═════ Document extract ═════

Another well-studied substance, caffeine is one of the most widely used supplements not only by athletes and non-athletes alike. This is because a lot of foods contain at least a small percentage of caffeine such as chocolate, soft drinks, and even in fruits like guarana. Caffeine is an effective stimulant but when abused, it’s possible to build up a dependence.
Over uses can often experience headaches or trouble sleeping when they don’t get their fix.
On the other hand, some people begin to develop a tolerance towards caffeine, finding that they need a higher dosage to feel the effects.
For this reason, it’s recommended to start with a small dose and then build and taper gradually to establish your sensitivity again.
Widely sold as pills, powders, and energy drinks, you can use up to 400mg per day 30-60 minutes before training, but you should aim to reduce your intake during the rest of your day and on the days that you don’t exercise.
Is Caffeine worth it?
Simply put, caffeine allows you to harder for train longer. It boasts advantages for both mental and physical performance by boosting energy and increasing mental sharpness
What creatine is for explosive or power activities, caffeine is for endurance activities.

═════

◆ Assignment
Copy out the caffeine passage word for word, keeping its original spelling and punctuation.

═════ Dataset extract ═════

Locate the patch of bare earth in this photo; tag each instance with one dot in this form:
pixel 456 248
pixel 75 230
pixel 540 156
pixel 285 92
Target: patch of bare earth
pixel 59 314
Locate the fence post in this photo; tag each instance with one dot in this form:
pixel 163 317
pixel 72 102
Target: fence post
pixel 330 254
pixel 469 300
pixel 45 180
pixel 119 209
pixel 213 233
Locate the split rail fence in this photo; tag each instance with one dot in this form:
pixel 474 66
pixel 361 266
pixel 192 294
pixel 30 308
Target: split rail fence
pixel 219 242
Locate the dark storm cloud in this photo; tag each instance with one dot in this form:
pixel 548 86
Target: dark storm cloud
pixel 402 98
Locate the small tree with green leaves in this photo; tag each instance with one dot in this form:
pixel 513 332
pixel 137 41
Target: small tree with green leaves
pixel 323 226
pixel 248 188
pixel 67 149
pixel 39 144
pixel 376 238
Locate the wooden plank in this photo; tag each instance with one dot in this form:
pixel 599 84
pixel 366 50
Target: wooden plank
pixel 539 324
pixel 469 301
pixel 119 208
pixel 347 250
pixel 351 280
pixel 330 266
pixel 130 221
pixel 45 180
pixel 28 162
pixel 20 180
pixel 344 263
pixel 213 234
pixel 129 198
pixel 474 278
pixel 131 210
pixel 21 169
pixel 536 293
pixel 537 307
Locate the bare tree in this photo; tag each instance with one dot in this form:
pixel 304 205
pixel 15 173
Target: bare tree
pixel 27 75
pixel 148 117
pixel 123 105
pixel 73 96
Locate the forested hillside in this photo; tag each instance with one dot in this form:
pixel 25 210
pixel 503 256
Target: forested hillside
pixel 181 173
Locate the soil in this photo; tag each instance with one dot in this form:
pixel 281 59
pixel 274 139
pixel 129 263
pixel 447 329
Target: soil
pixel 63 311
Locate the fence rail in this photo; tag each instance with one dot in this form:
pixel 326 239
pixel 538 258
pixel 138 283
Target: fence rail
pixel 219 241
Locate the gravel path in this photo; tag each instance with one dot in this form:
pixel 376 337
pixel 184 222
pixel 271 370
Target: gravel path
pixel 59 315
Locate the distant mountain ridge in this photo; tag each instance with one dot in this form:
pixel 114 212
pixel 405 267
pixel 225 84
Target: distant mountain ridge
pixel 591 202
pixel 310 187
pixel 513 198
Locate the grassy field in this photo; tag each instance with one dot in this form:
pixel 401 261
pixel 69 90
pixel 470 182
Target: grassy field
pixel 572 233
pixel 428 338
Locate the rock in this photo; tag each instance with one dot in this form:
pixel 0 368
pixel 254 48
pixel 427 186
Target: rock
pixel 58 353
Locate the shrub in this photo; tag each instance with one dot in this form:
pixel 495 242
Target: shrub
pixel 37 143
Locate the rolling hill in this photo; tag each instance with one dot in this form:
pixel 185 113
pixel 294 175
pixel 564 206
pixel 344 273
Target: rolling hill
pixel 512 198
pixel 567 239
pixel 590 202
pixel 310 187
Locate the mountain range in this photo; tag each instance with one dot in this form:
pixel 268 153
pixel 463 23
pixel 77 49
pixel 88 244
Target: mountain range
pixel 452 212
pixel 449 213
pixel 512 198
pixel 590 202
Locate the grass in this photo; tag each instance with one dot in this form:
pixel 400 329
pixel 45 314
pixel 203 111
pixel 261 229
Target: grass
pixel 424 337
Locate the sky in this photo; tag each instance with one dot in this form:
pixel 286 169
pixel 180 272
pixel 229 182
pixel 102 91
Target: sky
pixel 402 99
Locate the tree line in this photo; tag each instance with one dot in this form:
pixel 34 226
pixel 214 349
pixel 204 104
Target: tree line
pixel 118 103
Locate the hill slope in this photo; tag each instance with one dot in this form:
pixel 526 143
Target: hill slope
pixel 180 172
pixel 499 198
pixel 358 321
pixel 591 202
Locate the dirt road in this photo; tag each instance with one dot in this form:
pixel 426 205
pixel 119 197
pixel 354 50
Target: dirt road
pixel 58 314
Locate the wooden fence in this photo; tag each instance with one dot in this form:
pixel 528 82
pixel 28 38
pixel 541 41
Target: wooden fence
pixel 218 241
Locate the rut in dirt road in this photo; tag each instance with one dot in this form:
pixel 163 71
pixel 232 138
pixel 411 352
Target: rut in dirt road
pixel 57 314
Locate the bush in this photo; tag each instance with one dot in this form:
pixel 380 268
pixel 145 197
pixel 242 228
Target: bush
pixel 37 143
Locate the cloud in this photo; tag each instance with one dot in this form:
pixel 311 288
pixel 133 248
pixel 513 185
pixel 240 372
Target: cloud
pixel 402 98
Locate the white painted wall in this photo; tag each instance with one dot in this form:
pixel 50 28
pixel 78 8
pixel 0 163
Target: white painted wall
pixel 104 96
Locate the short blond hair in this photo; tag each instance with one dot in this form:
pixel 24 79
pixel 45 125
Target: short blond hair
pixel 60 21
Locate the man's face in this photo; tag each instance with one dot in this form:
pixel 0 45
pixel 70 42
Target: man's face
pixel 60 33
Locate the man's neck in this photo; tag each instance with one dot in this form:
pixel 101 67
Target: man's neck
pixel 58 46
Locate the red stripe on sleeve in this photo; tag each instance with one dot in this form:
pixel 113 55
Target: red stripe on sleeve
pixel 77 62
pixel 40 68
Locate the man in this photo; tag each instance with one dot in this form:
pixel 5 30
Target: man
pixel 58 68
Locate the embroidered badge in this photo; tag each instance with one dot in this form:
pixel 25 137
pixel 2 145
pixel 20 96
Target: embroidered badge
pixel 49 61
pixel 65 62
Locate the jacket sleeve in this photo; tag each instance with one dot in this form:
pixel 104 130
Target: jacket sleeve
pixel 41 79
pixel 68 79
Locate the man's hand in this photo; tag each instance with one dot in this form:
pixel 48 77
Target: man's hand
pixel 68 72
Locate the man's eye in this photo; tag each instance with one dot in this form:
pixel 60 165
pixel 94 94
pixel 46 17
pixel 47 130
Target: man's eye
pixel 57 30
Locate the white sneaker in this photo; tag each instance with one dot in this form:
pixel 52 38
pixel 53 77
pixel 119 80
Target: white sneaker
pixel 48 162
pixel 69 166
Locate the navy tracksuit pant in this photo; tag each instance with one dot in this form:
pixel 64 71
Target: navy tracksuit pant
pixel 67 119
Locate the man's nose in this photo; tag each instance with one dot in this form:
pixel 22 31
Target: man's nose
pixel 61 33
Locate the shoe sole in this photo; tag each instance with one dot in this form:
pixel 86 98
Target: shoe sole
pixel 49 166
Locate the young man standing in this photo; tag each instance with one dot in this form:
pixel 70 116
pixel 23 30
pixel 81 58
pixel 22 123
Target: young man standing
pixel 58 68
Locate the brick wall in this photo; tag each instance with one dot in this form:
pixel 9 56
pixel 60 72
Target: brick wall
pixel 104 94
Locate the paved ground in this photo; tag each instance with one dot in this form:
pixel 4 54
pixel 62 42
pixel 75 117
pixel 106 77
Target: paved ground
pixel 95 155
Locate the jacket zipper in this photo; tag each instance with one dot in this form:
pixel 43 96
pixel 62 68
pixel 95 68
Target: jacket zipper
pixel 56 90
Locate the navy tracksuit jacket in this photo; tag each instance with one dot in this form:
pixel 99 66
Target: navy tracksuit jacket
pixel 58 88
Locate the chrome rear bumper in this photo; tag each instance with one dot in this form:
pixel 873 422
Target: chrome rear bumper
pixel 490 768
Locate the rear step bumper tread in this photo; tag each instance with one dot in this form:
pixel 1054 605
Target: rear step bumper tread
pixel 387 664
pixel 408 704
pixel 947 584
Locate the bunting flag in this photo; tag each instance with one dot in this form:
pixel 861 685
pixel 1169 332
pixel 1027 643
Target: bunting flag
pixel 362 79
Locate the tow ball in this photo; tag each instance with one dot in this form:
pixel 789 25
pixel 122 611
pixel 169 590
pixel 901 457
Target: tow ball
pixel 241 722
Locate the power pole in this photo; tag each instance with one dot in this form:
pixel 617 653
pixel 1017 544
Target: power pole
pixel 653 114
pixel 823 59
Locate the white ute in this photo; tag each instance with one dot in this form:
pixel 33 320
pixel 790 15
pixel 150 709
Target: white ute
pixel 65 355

═════

◆ Solution to the exercise
Another well-studied substance, caffeine is one of the most widely used supplements not only by athletes and non-athletes alike. This is because a lot of foods contain at least a small percentage of caffeine such as chocolate, soft drinks, and even in fruits like guarana. Caffeine is an effective stimulant but when abused, it’s possible to build up a dependence.
Over uses can often experience headaches or trouble sleeping when they don’t get their fix.
On the other hand, some people begin to develop a tolerance towards caffeine, finding that they need a higher dosage to feel the effects.
For this reason, it’s recommended to start with a small dose and then build and taper gradually to establish your sensitivity again.
Widely sold as pills, powders, and energy drinks, you can use up to 400mg per day 30-60 minutes before training, but you should aim to reduce your intake during the rest of your day and on the days that you don’t exercise.
Is Caffeine worth it?
Simply put, caffeine allows you to harder for train longer. It boasts advantages for both mental and physical performance by boosting energy and increasing mental sharpness
What creatine is for explosive or power activities, caffeine is for endurance activities.